**What needs to be done**
Without including pictures, set down every record exactly as it stands.

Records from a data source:
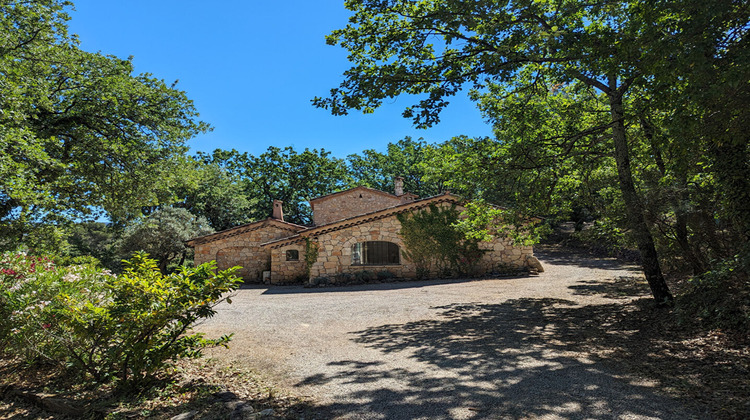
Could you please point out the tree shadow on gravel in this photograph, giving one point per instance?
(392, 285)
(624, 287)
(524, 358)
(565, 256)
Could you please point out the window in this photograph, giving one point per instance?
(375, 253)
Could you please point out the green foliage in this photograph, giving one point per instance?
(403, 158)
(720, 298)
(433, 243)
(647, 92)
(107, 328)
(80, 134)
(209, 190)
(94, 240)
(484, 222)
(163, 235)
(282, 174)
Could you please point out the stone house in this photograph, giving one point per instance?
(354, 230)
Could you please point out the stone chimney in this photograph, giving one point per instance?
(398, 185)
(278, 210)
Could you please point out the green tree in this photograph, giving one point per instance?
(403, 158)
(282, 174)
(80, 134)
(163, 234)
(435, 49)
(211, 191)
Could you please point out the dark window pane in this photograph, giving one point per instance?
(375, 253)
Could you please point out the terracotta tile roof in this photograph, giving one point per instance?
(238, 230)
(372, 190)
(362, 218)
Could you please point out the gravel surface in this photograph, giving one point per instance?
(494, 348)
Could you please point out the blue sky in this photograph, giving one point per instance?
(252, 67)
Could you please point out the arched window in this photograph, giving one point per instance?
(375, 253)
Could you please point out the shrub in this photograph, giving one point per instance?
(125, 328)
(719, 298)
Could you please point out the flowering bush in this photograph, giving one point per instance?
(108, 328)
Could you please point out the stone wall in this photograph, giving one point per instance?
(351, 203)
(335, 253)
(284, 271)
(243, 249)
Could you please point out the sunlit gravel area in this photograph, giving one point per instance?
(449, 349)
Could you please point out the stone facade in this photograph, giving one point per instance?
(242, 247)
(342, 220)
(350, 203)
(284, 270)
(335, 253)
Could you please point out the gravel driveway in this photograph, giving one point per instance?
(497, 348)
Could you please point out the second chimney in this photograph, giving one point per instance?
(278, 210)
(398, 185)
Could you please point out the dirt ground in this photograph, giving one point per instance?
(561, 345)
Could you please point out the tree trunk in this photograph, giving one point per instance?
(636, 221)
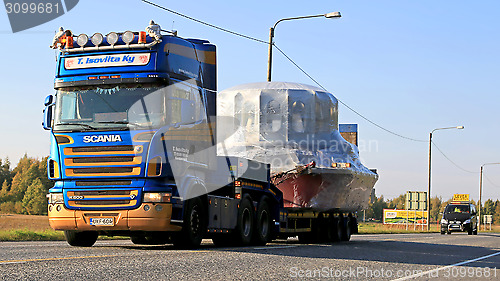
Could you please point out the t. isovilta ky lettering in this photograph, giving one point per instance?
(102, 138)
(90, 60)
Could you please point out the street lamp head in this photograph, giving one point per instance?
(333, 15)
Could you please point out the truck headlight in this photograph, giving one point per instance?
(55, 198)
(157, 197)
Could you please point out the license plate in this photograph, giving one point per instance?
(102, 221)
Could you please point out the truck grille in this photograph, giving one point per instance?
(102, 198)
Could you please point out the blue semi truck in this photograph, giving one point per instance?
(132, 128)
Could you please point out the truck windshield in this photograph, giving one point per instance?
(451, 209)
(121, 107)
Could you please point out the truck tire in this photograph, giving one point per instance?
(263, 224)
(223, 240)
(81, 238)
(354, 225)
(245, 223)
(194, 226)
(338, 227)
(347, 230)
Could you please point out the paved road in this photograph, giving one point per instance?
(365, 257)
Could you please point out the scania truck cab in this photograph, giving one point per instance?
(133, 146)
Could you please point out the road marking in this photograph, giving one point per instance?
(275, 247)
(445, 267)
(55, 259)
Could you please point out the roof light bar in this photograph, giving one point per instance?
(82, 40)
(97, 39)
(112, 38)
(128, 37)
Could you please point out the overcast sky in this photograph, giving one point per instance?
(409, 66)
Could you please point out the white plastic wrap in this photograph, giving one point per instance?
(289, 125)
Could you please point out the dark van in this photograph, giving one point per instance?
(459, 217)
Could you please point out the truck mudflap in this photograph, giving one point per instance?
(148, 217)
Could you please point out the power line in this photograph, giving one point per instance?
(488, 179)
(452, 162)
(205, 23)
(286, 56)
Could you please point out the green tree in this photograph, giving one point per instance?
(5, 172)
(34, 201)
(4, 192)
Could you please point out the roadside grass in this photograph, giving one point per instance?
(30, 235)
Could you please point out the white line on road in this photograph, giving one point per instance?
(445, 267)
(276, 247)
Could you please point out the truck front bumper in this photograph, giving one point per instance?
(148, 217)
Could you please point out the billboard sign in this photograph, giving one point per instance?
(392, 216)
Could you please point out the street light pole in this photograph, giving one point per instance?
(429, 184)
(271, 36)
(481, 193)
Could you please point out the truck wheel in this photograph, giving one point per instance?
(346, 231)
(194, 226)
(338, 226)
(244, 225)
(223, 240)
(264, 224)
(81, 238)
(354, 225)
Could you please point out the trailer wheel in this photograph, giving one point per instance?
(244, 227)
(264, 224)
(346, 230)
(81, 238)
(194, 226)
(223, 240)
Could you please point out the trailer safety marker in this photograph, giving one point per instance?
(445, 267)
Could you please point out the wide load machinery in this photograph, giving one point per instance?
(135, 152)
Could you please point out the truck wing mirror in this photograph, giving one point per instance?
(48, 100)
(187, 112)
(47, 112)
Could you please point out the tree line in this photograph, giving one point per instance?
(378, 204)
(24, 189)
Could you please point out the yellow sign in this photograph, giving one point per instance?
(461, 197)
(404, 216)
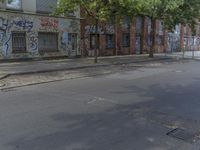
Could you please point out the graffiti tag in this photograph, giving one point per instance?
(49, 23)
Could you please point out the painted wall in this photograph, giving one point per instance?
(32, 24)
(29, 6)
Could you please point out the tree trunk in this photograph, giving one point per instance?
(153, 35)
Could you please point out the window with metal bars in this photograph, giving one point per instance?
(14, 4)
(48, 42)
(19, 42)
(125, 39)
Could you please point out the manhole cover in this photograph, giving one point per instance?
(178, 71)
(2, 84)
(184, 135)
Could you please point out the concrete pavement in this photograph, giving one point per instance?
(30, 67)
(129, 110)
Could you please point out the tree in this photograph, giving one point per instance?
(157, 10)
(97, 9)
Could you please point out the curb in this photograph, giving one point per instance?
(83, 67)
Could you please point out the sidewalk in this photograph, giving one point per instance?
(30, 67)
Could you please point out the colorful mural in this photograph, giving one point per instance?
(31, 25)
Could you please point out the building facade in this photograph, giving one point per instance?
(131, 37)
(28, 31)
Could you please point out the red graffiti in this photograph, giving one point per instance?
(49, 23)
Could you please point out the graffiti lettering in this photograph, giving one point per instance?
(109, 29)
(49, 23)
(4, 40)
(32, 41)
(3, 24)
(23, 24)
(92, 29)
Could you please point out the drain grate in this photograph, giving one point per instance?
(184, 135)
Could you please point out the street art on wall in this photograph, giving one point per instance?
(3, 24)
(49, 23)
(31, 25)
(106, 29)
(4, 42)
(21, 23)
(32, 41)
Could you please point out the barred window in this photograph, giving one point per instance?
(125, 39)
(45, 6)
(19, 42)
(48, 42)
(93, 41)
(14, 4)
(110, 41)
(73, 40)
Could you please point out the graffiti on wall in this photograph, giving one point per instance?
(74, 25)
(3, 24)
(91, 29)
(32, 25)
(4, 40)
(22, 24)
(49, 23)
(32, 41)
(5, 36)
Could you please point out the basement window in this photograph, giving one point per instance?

**Solution for this exercise**
Could you please point out the tree shadow on gravel in this photograph, giving one point per instance?
(392, 285)
(624, 287)
(524, 358)
(565, 256)
Could you please point out the window in this photograph, giving one point per instance?
(375, 253)
Could you please point out the green foliage in this photograph, giving one point per instance?
(403, 158)
(720, 298)
(433, 243)
(647, 92)
(107, 328)
(80, 134)
(209, 190)
(94, 240)
(484, 222)
(163, 235)
(282, 174)
Could you please point out the stone house in this photograph, giving one point per instance?
(354, 230)
Could you please point out the stone chimney in this photograph, giving one point per instance?
(398, 185)
(278, 210)
Could you please point out the green tree in this photograph, giving one point per instance?
(403, 158)
(282, 174)
(80, 134)
(163, 234)
(435, 49)
(211, 191)
Could you please point out the dark window pane in this photograph, giving one point per instance?
(375, 253)
Could you please point out the terracotta tile roof in this photograph, giving one point per instance?
(238, 230)
(372, 190)
(362, 218)
Could you please point out the gravel surface in this photograph, giving one point per instance?
(494, 348)
Could you please point out the blue sky in this photograph, giving one point per instance?
(252, 67)
Could you please point out the arched window in this photograph, giving one point per instance?
(375, 253)
Could you please point out the shrub in this photograph, giving one point per instance?
(125, 328)
(719, 298)
Could you please point out the flowering bush in this photograph, giving one point per instance?
(108, 328)
Could you please point out the stone wall in this photograph, giving one point per instance?
(351, 203)
(335, 253)
(284, 271)
(243, 249)
Could you please point out the sunlit gravel area in this photograph, giving one point per instance?
(449, 349)
Could you please point out the stone facade in this photograph, giving one point per instance?
(242, 247)
(342, 220)
(350, 203)
(284, 270)
(335, 253)
Could you please point out the gravel driveway in this photograph, giving one point per instance?
(497, 348)
Could you please point out the second chimney in this photograph, giving one point per instance?
(278, 210)
(398, 185)
Could you please point out the dirt ground in this photograph, giving one point per instance?
(561, 345)
Could you please point out the tree trunk in this photograph, giving one point per instance?
(636, 221)
Could you please point out the t. isovilta ky lettering in this photograph, giving one point per instance?
(102, 138)
(90, 60)
Could you please point out the street lamp head in this photograph, giving one point per instance?
(333, 15)
Could you please point out the truck headlight in this photograph, giving one point per instance?
(55, 198)
(157, 197)
Could you please point out the license plate in this photograph, giving one point per instance?
(102, 221)
Could you please point out the truck grille in this photograph, giving one point per instance?
(102, 198)
Could you please point out the blue semi truck in this photograph, giving one point per instance?
(132, 128)
Could you please point out the truck windshield in this photograph, giving one point per instance?
(451, 209)
(121, 107)
Could you please point out the truck tire in this photograph, giving one point per instance?
(263, 224)
(223, 240)
(81, 238)
(354, 225)
(245, 223)
(194, 226)
(338, 227)
(347, 230)
Could you please point out the paved road in this photograph, giving one point per instance?
(365, 257)
Could you please point out the scania truck cab in this photograph, giving one point per instance?
(133, 146)
Could you please point out the road marking in this photograph, giving one point per instance?
(275, 247)
(445, 267)
(55, 259)
Could you please point out the roof light bar in this photograph, giving one point per instance?
(82, 40)
(97, 39)
(112, 38)
(128, 37)
Could you please point out the overcast sky in this photograph, giving one point per instance?
(409, 66)
Could you please point out the white plastic wrap in this photograph, giving one point per instance?
(289, 125)
Could you please point out the dark van in this photograph, giving one point per instance?
(459, 217)
Could you please point out the truck mudflap in this photograph, giving one point per instance?
(148, 217)
Could you please point out the power line in this photograph, giving one point per instance?
(488, 179)
(452, 162)
(205, 23)
(286, 56)
Could you please point out the green tree in this photograph, giving one point per instance?
(5, 172)
(34, 201)
(4, 192)
Could you please point out the roadside grass in this photograph, giving one point per instance?
(30, 235)
Could you please point out the white line on road in this photograph, giving one point per instance?
(445, 267)
(276, 247)
Could you please point out the truck front bumper in this photograph, giving one point per instance?
(148, 217)
Could you please point out the billboard sign in this photograph, giving one point per instance?
(392, 216)
Could you please point out the street light pole in this photograph, giving one point per instance?
(429, 184)
(271, 36)
(481, 193)
Could you please point out the truck wheel in this photograph, giving one point per instance?
(346, 231)
(194, 226)
(338, 226)
(244, 225)
(223, 240)
(264, 224)
(81, 238)
(354, 225)
Could you please point out the trailer wheel in this photograph, giving one point per instance?
(244, 227)
(264, 224)
(346, 230)
(81, 238)
(194, 226)
(223, 240)
Could you please point out the trailer safety marker in this photograph, giving one point per instance?
(445, 267)
Could you please point out the wide load machinery in this photograph, giving one point per instance?
(135, 152)
Could you please point out the truck wing mirror in this photograph, giving one point per instance?
(48, 100)
(187, 112)
(47, 112)
Could you please point out the tree line in this photograph, giving one point per instance?
(378, 204)
(24, 189)
Could you please point out the yellow sign in this photograph, giving one point per instance?
(461, 197)
(404, 216)
Could you please point out the graffiti tag in this photograph, giving one point per instance?
(49, 23)
Could you please point out the painted wall in this photograph, giving one point per instance?
(32, 24)
(29, 6)
Could you please point out the tree trunk in this photograph, giving one point per instance?
(153, 35)
Could you please point out the window with metal bars in this photograph, giving one point per instance?
(14, 4)
(48, 42)
(19, 42)
(125, 39)
Could you please point out the manhole cover in this photograph, giving one point per instance?
(178, 71)
(2, 84)
(184, 135)
Could you please point out the concrete pavement in this photograph, giving one point per instance?
(30, 67)
(129, 110)
Could you please point out the tree in this photograph, giving one point per instance?
(157, 10)
(97, 9)
Could you please point out the curb in this photograph, giving one point per instance?
(83, 67)
Could you please point out the sidewalk in this photograph, giving one point per instance?
(30, 67)
Could you please point out the colorful mural in this photograph, giving one point per instance?
(31, 25)
Could you please point out the building facade in this photograph, giving one point per instance?
(131, 37)
(28, 31)
Could you please point out the red graffiti in this photograph, giving one point per instance?
(49, 23)
Could you please point out the graffiti lettering in this photograph, giving one point per instance?
(109, 29)
(49, 23)
(4, 40)
(32, 41)
(3, 24)
(23, 24)
(92, 29)
Could you please point out the drain grate in this photograph, giving one point per instance?
(184, 135)
Could you please point out the street art on wall in this photograph, giving one point per instance?
(3, 24)
(49, 23)
(31, 25)
(106, 29)
(4, 42)
(21, 23)
(32, 41)
Could you please point out the barred window in this photograph, giving one point per instance?
(125, 39)
(45, 6)
(19, 42)
(48, 42)
(93, 41)
(14, 4)
(110, 41)
(73, 40)
Could you please point out the graffiti on wall in this photograph, giving one point per instance?
(74, 25)
(3, 24)
(91, 29)
(32, 25)
(4, 40)
(22, 24)
(49, 23)
(32, 41)
(5, 36)
Could you please point out the basement window in this photograph, giving one point per instance?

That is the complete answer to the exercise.